_Problem requirements_: Reproduce every one of the entries below line for line, changing nothing.

_Dataset extract_:
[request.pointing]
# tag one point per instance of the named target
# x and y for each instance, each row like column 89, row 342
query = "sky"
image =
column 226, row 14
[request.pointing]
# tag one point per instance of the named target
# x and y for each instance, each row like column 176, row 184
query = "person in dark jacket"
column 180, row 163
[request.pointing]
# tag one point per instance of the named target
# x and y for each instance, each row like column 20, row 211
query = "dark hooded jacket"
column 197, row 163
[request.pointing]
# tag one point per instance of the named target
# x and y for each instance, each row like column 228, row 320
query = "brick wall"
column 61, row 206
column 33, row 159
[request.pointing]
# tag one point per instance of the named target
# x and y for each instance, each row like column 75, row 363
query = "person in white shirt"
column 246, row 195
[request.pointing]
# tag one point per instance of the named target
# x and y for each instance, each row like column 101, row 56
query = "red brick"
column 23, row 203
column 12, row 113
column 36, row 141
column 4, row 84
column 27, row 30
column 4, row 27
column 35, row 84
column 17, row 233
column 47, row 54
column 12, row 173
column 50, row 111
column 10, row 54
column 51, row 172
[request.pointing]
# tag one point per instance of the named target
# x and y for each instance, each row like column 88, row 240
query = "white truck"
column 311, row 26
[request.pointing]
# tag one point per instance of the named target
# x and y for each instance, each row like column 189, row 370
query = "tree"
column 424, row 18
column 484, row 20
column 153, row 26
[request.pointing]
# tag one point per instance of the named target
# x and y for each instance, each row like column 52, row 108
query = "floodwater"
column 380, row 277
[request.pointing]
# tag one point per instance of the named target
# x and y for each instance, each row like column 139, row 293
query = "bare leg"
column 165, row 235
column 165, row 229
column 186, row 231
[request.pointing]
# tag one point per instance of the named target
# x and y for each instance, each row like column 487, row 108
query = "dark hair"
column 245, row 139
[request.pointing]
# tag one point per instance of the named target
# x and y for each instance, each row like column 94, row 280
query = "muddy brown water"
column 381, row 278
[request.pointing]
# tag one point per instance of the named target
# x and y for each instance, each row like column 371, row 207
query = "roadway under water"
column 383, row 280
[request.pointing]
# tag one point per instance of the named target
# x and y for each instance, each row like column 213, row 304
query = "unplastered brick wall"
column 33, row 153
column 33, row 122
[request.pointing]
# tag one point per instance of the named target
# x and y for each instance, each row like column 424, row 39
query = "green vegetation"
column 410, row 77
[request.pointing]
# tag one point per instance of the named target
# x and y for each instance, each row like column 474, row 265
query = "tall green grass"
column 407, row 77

_Finished answer_:
[request.pointing]
# tag one point per instance of the named target
# x and y for each instance, each row like column 89, row 342
query = "sky"
image =
column 226, row 14
[request.pointing]
# tag one point per instance of the named target
# x and y for each instance, each row like column 176, row 184
query = "person in dark jacket"
column 180, row 163
[request.pointing]
# tag one point per instance of the named target
# x and y for each instance, each row like column 20, row 211
query = "dark hooded jacket"
column 197, row 163
[request.pointing]
# tag one point per instance of the named target
# x and y for each instance, each row like column 228, row 320
query = "brick wall"
column 61, row 206
column 33, row 159
[request.pointing]
# tag one point per instance of the named target
# x and y for each instance, each row like column 75, row 363
query = "person in white shirt"
column 246, row 195
[request.pointing]
# tag one point per instance of the named target
# x and y for each instance, each row like column 101, row 56
query = "red brick"
column 23, row 203
column 12, row 113
column 36, row 141
column 4, row 84
column 27, row 30
column 4, row 27
column 35, row 84
column 17, row 233
column 47, row 54
column 12, row 173
column 50, row 111
column 10, row 54
column 51, row 172
[request.pointing]
# tag one point per instance of the named target
# x and y for each instance, each row like column 88, row 240
query = "white truck"
column 311, row 26
[request.pointing]
# tag one point per instance of the named target
# x and y for each instance, each row like column 189, row 370
query = "tree"
column 424, row 18
column 484, row 20
column 153, row 26
[request.pointing]
# tag one point per instance of the named target
# x and y for each instance, each row like column 52, row 108
query = "floodwater"
column 380, row 277
[request.pointing]
# tag one point per instance of the named target
# x and y for each instance, each row like column 139, row 293
query = "bare leg"
column 165, row 235
column 165, row 229
column 186, row 231
[request.pointing]
# tag one point per instance of the named target
# x and y for each instance, each row like column 487, row 108
query = "dark hair"
column 245, row 139
[request.pointing]
# tag one point per instance of the named target
# x and y for each instance, each row like column 94, row 280
query = "muddy brown water"
column 381, row 278
[request.pointing]
# tag one point per instance of the named target
# x and y for each instance, each row like column 371, row 207
query = "roadway under water"
column 383, row 280
[request.pointing]
# tag one point per instance of the named target
# x and y for each instance, each row like column 213, row 304
query = "unplastered brick wall"
column 33, row 153
column 33, row 122
[request.pointing]
# tag one point per instance of the named target
# x and y for each instance, each row like column 424, row 39
query = "green vegetation"
column 410, row 77
[request.pointing]
# tag one point per instance of the named target
# x and y for each instance, each row like column 474, row 265
query = "tall green grass"
column 407, row 77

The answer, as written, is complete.